Begin Record extracts

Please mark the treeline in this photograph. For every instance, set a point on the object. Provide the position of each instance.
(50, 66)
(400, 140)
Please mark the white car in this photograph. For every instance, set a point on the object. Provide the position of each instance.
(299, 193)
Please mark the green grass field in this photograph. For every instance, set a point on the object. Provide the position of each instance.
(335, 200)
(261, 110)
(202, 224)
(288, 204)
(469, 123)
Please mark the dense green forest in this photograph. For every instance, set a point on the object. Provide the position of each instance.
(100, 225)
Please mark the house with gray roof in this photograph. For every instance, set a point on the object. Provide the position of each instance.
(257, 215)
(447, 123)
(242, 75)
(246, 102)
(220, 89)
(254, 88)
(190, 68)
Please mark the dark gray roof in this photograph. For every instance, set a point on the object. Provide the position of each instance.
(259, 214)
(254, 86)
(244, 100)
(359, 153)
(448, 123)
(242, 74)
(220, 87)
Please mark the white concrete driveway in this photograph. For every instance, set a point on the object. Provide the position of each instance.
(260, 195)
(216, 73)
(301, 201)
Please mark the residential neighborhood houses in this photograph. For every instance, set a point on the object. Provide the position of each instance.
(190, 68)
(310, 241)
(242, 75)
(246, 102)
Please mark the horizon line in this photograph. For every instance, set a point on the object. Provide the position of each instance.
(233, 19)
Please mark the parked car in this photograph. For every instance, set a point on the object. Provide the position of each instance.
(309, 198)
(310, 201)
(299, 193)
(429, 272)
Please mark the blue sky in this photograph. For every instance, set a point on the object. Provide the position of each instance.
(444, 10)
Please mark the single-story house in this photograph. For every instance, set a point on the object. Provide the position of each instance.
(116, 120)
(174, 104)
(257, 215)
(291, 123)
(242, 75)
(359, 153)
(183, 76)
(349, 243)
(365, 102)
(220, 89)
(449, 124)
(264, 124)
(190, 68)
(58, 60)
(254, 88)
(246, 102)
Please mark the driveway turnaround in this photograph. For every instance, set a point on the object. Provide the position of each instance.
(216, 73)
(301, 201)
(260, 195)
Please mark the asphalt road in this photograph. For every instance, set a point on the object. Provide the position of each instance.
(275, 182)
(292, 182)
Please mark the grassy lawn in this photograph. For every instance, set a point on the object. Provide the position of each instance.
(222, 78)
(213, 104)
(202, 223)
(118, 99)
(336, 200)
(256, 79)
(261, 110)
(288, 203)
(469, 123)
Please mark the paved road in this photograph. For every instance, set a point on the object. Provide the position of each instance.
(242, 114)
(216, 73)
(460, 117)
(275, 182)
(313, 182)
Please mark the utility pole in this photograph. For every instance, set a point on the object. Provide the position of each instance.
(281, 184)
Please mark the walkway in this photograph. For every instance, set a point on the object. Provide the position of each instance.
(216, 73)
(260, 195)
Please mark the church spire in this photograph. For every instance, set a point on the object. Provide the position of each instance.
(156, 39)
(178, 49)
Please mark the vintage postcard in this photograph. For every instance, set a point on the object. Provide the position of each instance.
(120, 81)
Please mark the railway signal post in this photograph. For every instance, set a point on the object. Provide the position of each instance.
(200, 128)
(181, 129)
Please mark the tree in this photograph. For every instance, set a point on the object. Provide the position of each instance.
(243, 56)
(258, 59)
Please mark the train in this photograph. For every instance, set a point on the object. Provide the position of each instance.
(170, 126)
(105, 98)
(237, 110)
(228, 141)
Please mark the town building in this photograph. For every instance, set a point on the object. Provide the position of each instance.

End Record extracts

> _Exercise directions_
Rewrite the rows above as a JSON list of strings, one string per line, leaving out any blank lines.

> _Answer to the task_
[
  "Please mark the treeline in this photograph. For every instance, set a point on the object. Provide the position of each instance.",
  "(50, 66)",
  "(400, 140)",
  "Please mark the white car in this photograph. For every instance, set a point on the object. Provide the position of each instance.",
  "(299, 193)",
  "Please mark the green grass field in this photograph. For every instance, set a point on the object. Provide the position of each instance.",
  "(335, 200)",
  "(261, 110)",
  "(202, 224)",
  "(288, 204)",
  "(469, 123)",
  "Please mark the dense green forest in this photograph. For every instance, set a point on the object. Provide the position of each instance.",
  "(100, 225)",
  "Please mark the house with gray roof in this photograph. For every instance, set a point on the object. Provide the position of each instance.",
  "(257, 215)",
  "(447, 123)",
  "(242, 75)",
  "(246, 102)",
  "(220, 89)",
  "(254, 88)",
  "(190, 68)",
  "Please mark the dark gray roof in this photograph. For every instance, set a point on the object. Provide the position of each instance.",
  "(259, 214)",
  "(254, 86)",
  "(244, 100)",
  "(359, 153)",
  "(448, 123)",
  "(242, 74)",
  "(220, 87)",
  "Please mark the white concrete driveway in this photograph. For every instance, set a point on the object. Provide the position of each instance.",
  "(260, 195)",
  "(216, 73)",
  "(301, 201)",
  "Please mark the residential neighborhood houses in this photograph. For every instance, set a point on the object. Provide the position of each instance.",
  "(190, 68)",
  "(310, 241)",
  "(242, 75)",
  "(246, 102)",
  "Please mark the horizon line in this photograph. For every instance, set a point on the object. Provide the position of each instance.",
  "(233, 19)",
  "Please mark the parked car in this photograph. For every instance, set a point on the object. Provide the position of each instance.",
  "(309, 198)",
  "(310, 201)",
  "(299, 193)",
  "(429, 272)",
  "Please mark the blue sky in this photograph. For every instance, set a point on the object. Provide the position of each instance.",
  "(444, 10)",
  "Please mark the single-story house in this photograph. For every instance, set a point on the object. Provide the position of each instance.",
  "(116, 120)",
  "(174, 104)",
  "(257, 215)",
  "(291, 123)",
  "(242, 75)",
  "(359, 153)",
  "(183, 76)",
  "(349, 243)",
  "(365, 102)",
  "(220, 89)",
  "(449, 124)",
  "(264, 124)",
  "(190, 68)",
  "(58, 60)",
  "(254, 88)",
  "(246, 102)",
  "Please mark the driveway turnaround in this photograph. For every instance, set a point on the object. Provide the position of each instance.",
  "(216, 73)",
  "(301, 201)",
  "(260, 195)",
  "Please mark the asphalt road in this photograph. For every instance, set a point on the object. Provide the position of each instance.",
  "(275, 182)",
  "(292, 182)",
  "Please mark the grassy lawn in this photograph. For every instance, set a point on the object. Provide the position of each instance.",
  "(222, 78)",
  "(213, 104)",
  "(202, 223)",
  "(118, 99)",
  "(336, 200)",
  "(256, 79)",
  "(261, 110)",
  "(288, 203)",
  "(469, 123)",
  "Please mark the paved road in this photograph. For every instance, set a point on the object. Provide the position of each instance.",
  "(242, 114)",
  "(216, 73)",
  "(460, 117)",
  "(275, 182)",
  "(313, 182)",
  "Please mark the utility pole in this photograph. For every instance, set a point on the object. Provide the position of each instance.",
  "(281, 184)",
  "Please mark the walkway in this photograph. For every instance, set a point on the object. Provide the position of each instance.",
  "(216, 73)",
  "(260, 195)",
  "Please mark the church spire in this photograph. For every instance, set a point on the object. Provide the position of each instance.",
  "(156, 39)",
  "(178, 49)",
  "Please mark the vintage postcard in this photograph. For every instance, set a point on the object. Provide the position of each instance.",
  "(120, 81)",
  "Please mark the railway signal post in this photograph. For every instance, set a point on the object. Provide the position of each instance.",
  "(200, 128)",
  "(181, 129)",
  "Please mark the tree in this photograph. For every instance, set a point on the object. Provide the position of each instance.",
  "(243, 56)",
  "(258, 59)",
  "Please mark the train in this photograph. For every instance, set a point on the object. Provide the position of each instance.",
  "(170, 126)",
  "(105, 98)",
  "(237, 110)",
  "(228, 141)",
  "Please mark the town building in this photograph. For every instance, set a point on the object. Provide the position of each instance."
]